### Exercise inputs:
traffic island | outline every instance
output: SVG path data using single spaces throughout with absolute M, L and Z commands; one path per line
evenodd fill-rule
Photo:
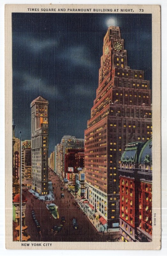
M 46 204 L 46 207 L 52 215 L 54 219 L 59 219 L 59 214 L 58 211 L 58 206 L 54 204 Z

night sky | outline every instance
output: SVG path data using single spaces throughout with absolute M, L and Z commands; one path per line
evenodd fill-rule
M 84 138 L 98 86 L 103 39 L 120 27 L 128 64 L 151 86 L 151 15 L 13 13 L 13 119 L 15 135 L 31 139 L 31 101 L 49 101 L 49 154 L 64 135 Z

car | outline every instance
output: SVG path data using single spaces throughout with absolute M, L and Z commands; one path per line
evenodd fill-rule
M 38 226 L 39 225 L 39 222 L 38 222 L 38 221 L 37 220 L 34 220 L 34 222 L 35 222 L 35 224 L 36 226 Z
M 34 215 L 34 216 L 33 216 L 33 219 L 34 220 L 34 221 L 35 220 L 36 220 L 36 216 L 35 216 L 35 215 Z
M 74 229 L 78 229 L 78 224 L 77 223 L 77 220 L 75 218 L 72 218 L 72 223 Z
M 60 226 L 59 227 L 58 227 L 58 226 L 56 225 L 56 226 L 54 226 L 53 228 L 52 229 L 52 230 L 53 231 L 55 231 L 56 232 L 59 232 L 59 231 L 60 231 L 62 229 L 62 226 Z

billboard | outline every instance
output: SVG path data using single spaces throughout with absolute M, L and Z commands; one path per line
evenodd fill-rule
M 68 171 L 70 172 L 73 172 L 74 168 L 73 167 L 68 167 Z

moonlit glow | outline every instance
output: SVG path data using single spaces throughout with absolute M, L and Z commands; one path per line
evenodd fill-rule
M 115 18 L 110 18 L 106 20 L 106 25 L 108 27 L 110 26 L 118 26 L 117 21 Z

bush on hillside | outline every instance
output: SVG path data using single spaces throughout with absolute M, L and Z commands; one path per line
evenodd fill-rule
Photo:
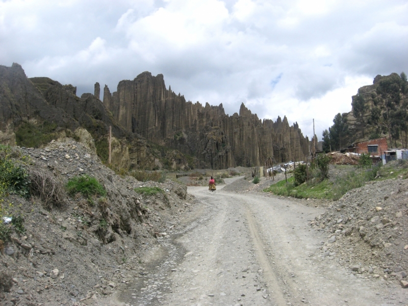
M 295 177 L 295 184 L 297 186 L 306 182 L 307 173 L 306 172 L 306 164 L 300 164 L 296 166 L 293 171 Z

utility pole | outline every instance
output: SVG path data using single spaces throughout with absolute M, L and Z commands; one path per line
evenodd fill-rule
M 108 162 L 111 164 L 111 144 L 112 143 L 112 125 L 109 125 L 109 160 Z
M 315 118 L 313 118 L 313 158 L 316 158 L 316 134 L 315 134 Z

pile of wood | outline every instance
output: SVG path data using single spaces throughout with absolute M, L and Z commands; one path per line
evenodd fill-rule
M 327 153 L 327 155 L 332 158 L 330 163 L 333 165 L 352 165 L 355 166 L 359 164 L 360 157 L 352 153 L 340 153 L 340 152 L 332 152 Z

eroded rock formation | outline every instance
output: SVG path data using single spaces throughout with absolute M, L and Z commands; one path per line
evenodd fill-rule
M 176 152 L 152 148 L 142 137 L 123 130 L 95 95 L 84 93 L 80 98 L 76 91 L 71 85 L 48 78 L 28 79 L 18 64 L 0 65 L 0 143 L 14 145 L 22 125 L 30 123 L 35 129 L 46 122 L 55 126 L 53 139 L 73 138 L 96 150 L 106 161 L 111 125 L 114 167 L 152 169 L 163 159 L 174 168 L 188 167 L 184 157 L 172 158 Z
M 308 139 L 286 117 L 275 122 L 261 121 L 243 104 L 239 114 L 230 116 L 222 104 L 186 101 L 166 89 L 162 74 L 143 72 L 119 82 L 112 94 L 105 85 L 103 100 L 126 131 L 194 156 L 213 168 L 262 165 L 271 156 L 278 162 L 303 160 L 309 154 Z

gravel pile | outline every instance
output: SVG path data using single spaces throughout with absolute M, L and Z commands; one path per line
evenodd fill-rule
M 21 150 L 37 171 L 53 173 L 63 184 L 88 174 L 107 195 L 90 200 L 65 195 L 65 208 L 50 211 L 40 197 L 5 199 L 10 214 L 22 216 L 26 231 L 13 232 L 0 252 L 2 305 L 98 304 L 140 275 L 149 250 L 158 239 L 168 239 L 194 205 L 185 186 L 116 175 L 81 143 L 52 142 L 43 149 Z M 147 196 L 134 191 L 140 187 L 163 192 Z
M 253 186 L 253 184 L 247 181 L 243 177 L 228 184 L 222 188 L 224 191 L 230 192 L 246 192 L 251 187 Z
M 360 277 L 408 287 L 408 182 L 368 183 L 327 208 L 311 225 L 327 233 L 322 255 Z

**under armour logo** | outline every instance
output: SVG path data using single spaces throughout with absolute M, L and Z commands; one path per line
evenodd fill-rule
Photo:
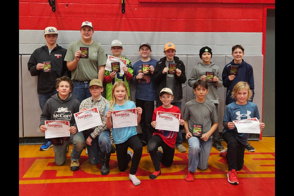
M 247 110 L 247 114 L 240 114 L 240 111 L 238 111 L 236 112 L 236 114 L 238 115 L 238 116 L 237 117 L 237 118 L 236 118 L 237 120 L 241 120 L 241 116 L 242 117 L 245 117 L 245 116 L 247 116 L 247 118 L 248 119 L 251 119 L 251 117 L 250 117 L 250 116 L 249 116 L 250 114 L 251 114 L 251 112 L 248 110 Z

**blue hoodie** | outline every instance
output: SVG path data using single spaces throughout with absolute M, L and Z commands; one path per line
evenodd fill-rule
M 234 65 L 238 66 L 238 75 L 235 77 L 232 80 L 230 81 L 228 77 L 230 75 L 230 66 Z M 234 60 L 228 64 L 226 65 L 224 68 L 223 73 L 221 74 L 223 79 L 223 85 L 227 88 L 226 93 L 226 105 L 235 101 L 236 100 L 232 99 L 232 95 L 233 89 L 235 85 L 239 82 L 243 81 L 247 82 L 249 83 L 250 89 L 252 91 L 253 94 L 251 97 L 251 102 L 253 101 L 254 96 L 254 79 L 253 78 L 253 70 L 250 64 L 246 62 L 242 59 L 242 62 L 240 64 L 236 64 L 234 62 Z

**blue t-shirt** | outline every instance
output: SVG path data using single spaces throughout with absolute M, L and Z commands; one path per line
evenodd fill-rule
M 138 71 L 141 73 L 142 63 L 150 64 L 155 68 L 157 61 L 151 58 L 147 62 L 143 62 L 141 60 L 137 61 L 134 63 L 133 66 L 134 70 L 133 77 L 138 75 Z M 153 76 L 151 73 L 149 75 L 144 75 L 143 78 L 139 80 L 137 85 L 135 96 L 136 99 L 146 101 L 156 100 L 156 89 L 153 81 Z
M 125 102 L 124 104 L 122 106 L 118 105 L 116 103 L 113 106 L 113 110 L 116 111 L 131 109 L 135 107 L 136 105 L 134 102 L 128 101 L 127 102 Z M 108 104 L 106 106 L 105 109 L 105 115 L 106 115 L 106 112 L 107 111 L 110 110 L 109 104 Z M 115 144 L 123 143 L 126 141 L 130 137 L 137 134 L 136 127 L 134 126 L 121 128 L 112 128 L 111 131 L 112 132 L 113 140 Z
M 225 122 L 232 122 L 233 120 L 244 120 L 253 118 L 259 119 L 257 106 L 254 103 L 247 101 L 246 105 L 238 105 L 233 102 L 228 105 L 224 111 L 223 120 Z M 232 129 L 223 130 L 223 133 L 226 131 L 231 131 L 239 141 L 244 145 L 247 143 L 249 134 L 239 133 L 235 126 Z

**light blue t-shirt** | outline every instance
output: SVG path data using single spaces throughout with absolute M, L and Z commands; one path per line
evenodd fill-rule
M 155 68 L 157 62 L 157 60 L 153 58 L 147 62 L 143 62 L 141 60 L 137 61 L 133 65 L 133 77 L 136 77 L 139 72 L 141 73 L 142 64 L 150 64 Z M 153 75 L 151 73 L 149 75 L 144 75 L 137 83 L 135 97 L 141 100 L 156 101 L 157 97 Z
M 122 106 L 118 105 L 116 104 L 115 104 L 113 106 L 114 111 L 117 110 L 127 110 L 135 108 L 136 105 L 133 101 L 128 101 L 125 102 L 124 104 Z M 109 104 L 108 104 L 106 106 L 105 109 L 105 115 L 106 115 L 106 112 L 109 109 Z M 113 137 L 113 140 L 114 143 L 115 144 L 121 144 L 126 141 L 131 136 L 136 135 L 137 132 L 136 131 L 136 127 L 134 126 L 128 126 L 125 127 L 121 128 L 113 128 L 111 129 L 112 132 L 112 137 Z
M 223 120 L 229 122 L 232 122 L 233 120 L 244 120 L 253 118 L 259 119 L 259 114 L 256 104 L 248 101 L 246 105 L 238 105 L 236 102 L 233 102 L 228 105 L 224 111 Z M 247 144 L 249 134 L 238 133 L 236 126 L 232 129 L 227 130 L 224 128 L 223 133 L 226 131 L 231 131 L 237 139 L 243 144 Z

### Job:
Render everything from the start of the records down to the line containing "M 46 204 L 46" as a JSON list of strings, one string per line, with blank lines and the pictures left out.

### Complete response:
[
  "traffic island | outline every instance",
  "output: SVG path data using single spaces throughout with absolute M, L and Z commands; one path per line",
  "evenodd fill-rule",
  "Photo:",
  "M 46 204 L 46 207 L 52 215 L 54 219 L 59 219 L 59 214 L 58 211 L 58 206 L 54 204 Z"
]